[Data entries]
◆ ◆ ◆ ◆ ◆
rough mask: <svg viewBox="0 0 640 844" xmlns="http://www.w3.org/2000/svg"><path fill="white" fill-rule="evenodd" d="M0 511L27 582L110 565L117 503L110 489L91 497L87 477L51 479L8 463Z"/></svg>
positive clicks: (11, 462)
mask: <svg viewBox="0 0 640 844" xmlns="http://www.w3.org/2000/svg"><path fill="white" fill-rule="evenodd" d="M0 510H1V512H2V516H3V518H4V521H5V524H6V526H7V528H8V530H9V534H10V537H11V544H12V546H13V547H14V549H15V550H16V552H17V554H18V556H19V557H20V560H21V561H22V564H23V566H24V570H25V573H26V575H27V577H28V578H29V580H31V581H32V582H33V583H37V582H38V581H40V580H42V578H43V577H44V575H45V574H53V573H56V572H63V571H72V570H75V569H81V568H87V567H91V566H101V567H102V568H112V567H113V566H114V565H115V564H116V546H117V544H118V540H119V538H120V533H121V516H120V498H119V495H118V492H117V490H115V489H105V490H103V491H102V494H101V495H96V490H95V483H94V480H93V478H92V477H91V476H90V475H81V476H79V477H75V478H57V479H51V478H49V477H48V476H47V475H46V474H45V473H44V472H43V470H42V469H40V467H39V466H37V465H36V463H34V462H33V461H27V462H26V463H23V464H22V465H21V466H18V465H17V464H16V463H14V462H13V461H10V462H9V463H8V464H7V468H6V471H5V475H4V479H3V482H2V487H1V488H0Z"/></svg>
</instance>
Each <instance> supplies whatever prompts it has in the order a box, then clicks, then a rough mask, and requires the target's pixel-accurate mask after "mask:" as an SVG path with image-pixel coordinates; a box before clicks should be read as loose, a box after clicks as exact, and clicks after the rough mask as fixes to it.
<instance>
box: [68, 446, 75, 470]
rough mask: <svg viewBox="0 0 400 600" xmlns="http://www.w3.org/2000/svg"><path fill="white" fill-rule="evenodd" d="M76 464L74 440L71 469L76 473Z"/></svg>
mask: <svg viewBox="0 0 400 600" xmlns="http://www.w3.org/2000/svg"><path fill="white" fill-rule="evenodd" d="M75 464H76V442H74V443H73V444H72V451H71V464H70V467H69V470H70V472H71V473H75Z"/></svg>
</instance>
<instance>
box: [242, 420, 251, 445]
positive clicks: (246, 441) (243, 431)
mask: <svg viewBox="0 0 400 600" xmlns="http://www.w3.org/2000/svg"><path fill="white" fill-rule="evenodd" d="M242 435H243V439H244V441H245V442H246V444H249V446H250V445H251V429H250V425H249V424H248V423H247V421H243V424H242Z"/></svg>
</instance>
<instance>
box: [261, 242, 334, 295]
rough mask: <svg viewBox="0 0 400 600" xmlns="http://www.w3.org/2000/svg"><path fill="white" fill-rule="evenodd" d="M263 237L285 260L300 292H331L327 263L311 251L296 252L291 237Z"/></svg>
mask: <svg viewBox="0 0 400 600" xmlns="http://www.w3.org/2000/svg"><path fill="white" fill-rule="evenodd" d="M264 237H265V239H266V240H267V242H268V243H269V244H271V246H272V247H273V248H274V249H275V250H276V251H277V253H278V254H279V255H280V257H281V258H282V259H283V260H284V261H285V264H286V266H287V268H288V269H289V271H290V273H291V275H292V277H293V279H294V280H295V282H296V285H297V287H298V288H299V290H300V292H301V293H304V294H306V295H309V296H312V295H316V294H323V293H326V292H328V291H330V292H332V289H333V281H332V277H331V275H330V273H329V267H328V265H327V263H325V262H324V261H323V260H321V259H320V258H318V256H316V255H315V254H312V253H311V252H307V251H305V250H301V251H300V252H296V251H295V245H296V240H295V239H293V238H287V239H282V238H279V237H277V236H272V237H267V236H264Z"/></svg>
◆ ◆ ◆ ◆ ◆
» REQUIREMENT: For this exercise, all the data must be repeated exactly.

» RESPONSE TO THIS TASK:
rough mask: <svg viewBox="0 0 640 844" xmlns="http://www.w3.org/2000/svg"><path fill="white" fill-rule="evenodd" d="M0 511L27 582L110 565L117 503L110 489L91 497L87 477L51 479L8 463Z"/></svg>
positive clicks: (11, 462)
mask: <svg viewBox="0 0 640 844" xmlns="http://www.w3.org/2000/svg"><path fill="white" fill-rule="evenodd" d="M0 510H1V512H2V516H3V518H4V521H5V524H6V526H7V528H8V530H9V534H10V537H11V544H12V546H13V547H14V549H15V550H16V552H17V554H18V556H19V557H20V560H21V561H22V564H23V566H24V570H25V573H26V575H27V577H28V578H29V580H31V581H32V582H33V583H37V582H38V581H40V580H42V578H43V577H44V575H45V574H53V573H56V572H63V571H72V570H75V569H81V568H87V567H91V566H101V567H102V568H112V567H113V566H114V565H115V564H116V546H117V544H118V540H119V538H120V533H121V516H120V498H119V495H118V492H117V490H115V489H105V490H103V491H102V494H101V495H96V490H95V483H94V480H93V478H92V477H91V476H90V475H81V476H79V477H75V478H57V479H51V478H49V477H48V476H47V475H46V474H45V473H44V472H43V470H42V469H40V467H39V466H37V465H36V463H34V462H33V461H27V462H26V463H23V464H22V465H21V466H18V465H17V464H16V463H14V462H13V461H10V462H9V463H8V464H7V468H6V471H5V475H4V479H3V482H2V487H1V488H0Z"/></svg>
</instance>
Each <instance> supplies whatever prompts it has in the order a box, then clicks, then a rough mask, and requires the target's pixel-accurate mask after "mask:" as an SVG path with image-pixel coordinates; a box before clicks should be read as loose, a box after clicks as exact, and clicks after the rough mask as fixes to it.
<instance>
box: [68, 446, 75, 470]
rough mask: <svg viewBox="0 0 400 600" xmlns="http://www.w3.org/2000/svg"><path fill="white" fill-rule="evenodd" d="M76 464L74 440L71 469L76 473Z"/></svg>
mask: <svg viewBox="0 0 400 600" xmlns="http://www.w3.org/2000/svg"><path fill="white" fill-rule="evenodd" d="M75 464H76V442H74V443H73V444H72V451H71V464H70V467H69V470H70V472H71V473H75Z"/></svg>
</instance>
<instance>
box: [242, 420, 251, 445]
positive clicks: (246, 441) (243, 431)
mask: <svg viewBox="0 0 400 600" xmlns="http://www.w3.org/2000/svg"><path fill="white" fill-rule="evenodd" d="M242 435H243V439H244V441H245V442H246V444H249V446H250V445H251V429H250V425H249V424H248V423H247V421H243V424H242Z"/></svg>
</instance>
<instance>
box: [261, 242, 334, 295]
rough mask: <svg viewBox="0 0 400 600" xmlns="http://www.w3.org/2000/svg"><path fill="white" fill-rule="evenodd" d="M263 237L285 260L300 292H331L327 263L311 251L296 252L291 237Z"/></svg>
mask: <svg viewBox="0 0 400 600" xmlns="http://www.w3.org/2000/svg"><path fill="white" fill-rule="evenodd" d="M264 237H265V239H266V240H267V242H268V243H269V244H271V246H272V247H273V248H274V249H275V250H276V251H277V253H278V254H279V255H280V257H281V258H282V259H283V260H284V261H285V264H286V266H287V268H288V269H289V271H290V273H291V275H292V277H293V279H294V280H295V282H296V285H297V287H298V288H299V290H300V292H301V293H304V294H306V295H309V296H312V295H316V294H323V293H326V292H328V291H330V292H332V289H333V281H332V277H331V275H330V273H329V267H328V265H327V263H325V262H324V261H323V260H321V259H320V258H318V256H316V255H315V254H312V253H311V252H307V251H305V250H301V251H300V252H296V251H295V245H296V240H295V239H293V238H287V239H282V238H279V237H277V236H272V237H267V236H264Z"/></svg>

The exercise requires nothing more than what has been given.